=== Records to process ===

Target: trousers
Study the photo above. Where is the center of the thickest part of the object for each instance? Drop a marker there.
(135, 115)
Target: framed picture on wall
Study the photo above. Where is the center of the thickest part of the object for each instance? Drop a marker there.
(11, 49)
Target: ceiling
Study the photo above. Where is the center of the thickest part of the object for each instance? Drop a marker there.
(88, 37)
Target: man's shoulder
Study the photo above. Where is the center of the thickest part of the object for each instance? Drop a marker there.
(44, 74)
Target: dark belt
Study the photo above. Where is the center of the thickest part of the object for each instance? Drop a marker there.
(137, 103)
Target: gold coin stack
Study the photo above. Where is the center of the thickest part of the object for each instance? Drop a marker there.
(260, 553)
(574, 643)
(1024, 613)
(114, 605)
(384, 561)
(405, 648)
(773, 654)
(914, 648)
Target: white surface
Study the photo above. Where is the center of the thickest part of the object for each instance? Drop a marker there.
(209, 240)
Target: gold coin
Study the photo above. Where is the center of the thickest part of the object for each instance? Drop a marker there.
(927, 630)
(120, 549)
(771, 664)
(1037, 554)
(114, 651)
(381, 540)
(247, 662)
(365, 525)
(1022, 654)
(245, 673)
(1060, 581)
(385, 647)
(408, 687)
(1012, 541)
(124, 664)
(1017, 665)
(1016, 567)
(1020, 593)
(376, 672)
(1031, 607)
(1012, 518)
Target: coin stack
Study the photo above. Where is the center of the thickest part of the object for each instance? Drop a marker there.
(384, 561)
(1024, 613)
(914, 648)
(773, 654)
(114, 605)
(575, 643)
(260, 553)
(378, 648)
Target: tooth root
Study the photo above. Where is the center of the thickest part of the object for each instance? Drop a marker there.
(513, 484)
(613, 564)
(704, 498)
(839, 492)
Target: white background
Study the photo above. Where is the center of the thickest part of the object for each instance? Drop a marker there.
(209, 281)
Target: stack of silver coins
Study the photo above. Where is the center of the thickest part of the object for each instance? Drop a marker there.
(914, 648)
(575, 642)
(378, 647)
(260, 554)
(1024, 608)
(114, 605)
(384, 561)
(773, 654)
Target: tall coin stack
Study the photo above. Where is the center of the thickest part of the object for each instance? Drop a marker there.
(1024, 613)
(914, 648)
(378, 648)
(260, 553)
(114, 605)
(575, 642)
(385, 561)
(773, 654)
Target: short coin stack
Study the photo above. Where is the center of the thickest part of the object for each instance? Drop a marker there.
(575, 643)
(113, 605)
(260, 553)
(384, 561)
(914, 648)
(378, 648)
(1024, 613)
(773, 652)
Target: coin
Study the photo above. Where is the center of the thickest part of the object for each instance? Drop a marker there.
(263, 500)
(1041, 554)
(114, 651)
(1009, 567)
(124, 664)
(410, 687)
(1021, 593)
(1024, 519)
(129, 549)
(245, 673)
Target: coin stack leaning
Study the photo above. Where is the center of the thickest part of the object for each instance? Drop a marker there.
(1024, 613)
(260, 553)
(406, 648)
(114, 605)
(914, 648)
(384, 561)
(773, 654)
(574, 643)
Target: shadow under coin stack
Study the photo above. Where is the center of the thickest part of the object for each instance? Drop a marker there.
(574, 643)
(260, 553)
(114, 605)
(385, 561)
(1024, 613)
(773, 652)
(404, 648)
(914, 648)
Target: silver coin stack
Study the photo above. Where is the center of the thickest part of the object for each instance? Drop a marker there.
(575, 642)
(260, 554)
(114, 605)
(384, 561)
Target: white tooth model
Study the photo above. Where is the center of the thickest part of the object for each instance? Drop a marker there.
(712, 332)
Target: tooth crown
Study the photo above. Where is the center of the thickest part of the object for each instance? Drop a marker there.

===

**Problem:** Would you please reproduce every line from the one containing "Target: silver coin stack" through the final line of the listing, and only those lines?

**Completed task:**
Target: silver coin stack
Study the photo above. Where is the center of the thickest part of the object for each instance? Drop a marker there.
(575, 642)
(260, 554)
(114, 605)
(384, 561)
Target: white tooth model
Study the photo above. Where is the center of the thickest part of the object for each instance? Drop a marker there.
(712, 332)
Target: tooth crown
Study the photo above. Where is the center of the thickest part of the object for each instance? Drop a marker there.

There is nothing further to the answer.